Textauszug:
····················
Damit nimmt die Bundesregierung trotz bekannter juristischer Einwände in Kauf, dass auch die Grundrechte von Bürgern beschnitten werden, an deren Wohnort die Infektionszahlen unter der kritischen Grenze liegen.
Auch die Freien Wähler geben im Streit um die Bundesnotbremse nicht auf: Die Bundesvereinigung kündigte am Mittwochabend an, per Verfassungsbeschwerde am Bundesverfassungsgericht gegen die geplante Verschärfung des Infektionsschutzgesetzes vorgehen zu wollen. Parteichef Hubert Aiwanger, der in Bayern Wirtschaftsminister im Kabinett von Markus Söder (CSU) ist, sagte:
"Mit einer Änderung des Infektionsschutzgesetzes wollen Kanzlerin Angela Merkel (CDU) und die schwarz-rote Bundesregierung die Länder in ihren Kompetenzen beschneiden. Der Bund ist nicht die richtige Ebene, pragmatische und sinnvolle Entscheidungen anstelle der Länder zu treffen."
Aus Sicht der Freien Wähler werde mit der Änderung des Infektionsschutzgesetzes das Subsidiaritätsprinzip ausgehebelt. Die Gesetzesnovelle, die derzeit in der parlamentarischen Beratung im Bundestag ist und anschließend auch noch durch den Bundesrat muss, sieht unter anderem bundeseinheitliche Vorgaben wie Ausgangsbeschränkungen in Regionen mit einer hohen Zahl an Corona-Neuinfektionen vor. Zudem soll es ab einer Inzidenz von 100 auch Restriktionen für den Handel geben.
····················
Gestellte Aufgabe 1:
Extrahieren Sie aus dem Textauszug zur Bundesnotbremse wortgetreu die Passage, die mit "Aus Sicht der" beginnt und bis einschließlich "den Handel geben." reicht.
Die Datensätze haben mit dem Textauszug zur Bundesnotbremse nichts zu tun.

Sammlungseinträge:
····················
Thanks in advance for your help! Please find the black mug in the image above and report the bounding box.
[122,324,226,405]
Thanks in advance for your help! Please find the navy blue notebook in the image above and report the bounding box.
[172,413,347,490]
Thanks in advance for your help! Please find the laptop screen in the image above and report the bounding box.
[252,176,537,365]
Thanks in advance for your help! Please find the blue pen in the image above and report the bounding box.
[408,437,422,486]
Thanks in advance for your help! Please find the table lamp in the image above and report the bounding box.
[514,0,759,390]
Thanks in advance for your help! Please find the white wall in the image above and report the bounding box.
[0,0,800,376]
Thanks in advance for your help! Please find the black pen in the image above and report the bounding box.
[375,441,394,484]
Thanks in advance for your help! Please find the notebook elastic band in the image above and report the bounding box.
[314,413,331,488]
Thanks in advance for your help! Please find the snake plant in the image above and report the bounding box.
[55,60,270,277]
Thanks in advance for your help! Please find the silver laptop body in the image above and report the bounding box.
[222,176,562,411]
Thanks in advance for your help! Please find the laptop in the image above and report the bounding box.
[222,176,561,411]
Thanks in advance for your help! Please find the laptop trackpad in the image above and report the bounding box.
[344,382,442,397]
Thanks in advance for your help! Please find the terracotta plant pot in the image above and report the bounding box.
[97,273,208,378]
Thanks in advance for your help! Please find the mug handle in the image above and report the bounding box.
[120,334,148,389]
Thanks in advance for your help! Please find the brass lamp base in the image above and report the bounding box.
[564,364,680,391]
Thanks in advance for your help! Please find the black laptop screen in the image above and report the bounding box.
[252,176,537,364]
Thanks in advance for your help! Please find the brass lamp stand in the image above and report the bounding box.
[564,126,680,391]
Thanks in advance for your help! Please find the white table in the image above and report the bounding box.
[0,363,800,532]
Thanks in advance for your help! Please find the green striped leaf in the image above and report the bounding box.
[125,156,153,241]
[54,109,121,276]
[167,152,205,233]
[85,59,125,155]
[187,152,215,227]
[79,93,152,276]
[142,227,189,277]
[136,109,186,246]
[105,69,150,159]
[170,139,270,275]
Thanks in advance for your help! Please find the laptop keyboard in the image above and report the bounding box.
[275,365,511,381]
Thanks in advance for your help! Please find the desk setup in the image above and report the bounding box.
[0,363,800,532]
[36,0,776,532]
····················
Gestellte Aufgabe 2:
Stellen Sie die Zeilen der Datensätze als nummerierte Liste dar, beginnend mit der ersten Zeile der Datensätze und weiter bis einschließlich der Zeile mit "[564,364,680,391]". Leerzeilen lassen Sie dabei weg.

Schriftliche Antwort 1:
Aus Sicht der Freien Wähler werde mit der Änderung des Infektionsschutzgesetzes das Subsidiaritätsprinzip ausgehebelt. Die Gesetzesnovelle, die derzeit in der parlamentarischen Beratung im Bundestag ist und anschließend auch noch durch den Bundesrat muss, sieht unter anderem bundeseinheitliche Vorgaben wie Ausgangsbeschränkungen in Regionen mit einer hohen Zahl an Corona-Neuinfektionen vor. Zudem soll es ab einer Inzidenz von 100 auch Restriktionen für den Handel geben.

Schriftliche Antwort 2:
1. Thanks in advance for your help! Please find the black mug in the image above and report the bounding box.
2. [122,324,226,405]
3. Thanks in advance for your help! Please find the navy blue notebook in the image above and report the bounding box.
4. [172,413,347,490]
5. Thanks in advance for your help! Please find the laptop screen in the image above and report the bounding box.
6. [252,176,537,365]
7. Thanks in advance for your help! Please find the blue pen in the image above and report the bounding box.
8. [408,437,422,486]
9. Thanks in advance for your help! Please find the table lamp in the image above and report the bounding box.
10. [514,0,759,390]
11. Thanks in advance for your help! Please find the white wall in the image above and report the bounding box.
12. [0,0,800,376]
13. Thanks in advance for your help! Please find the black pen in the image above and report the bounding box.
14. [375,441,394,484]
15. Thanks in advance for your help! Please find the notebook elastic band in the image above and report the bounding box.
16. [314,413,331,488]
17. Thanks in advance for your help! Please find the snake plant in the image above and report the bounding box.
18. [55,60,270,277]
19. Thanks in advance for your help! Please find the silver laptop body in the image above and report the bounding box.
20. [222,176,562,411]
21. Thanks in advance for your help! Please find the laptop in the image above and report the bounding box.
22. [222,176,561,411]
23. Thanks in advance for your help! Please find the laptop trackpad in the image above and report the bounding box.
24. [344,382,442,397]
25. Thanks in advance for your help! Please find the terracotta plant pot in the image above and report the bounding box.
26. [97,273,208,378]
27. Thanks in advance for your help! Please find the mug handle in the image above and report the bounding box.
28. [120,334,148,389]
29. Thanks in advance for your help! Please find the brass lamp base in the image above and report the bounding box.
30. [564,364,680,391]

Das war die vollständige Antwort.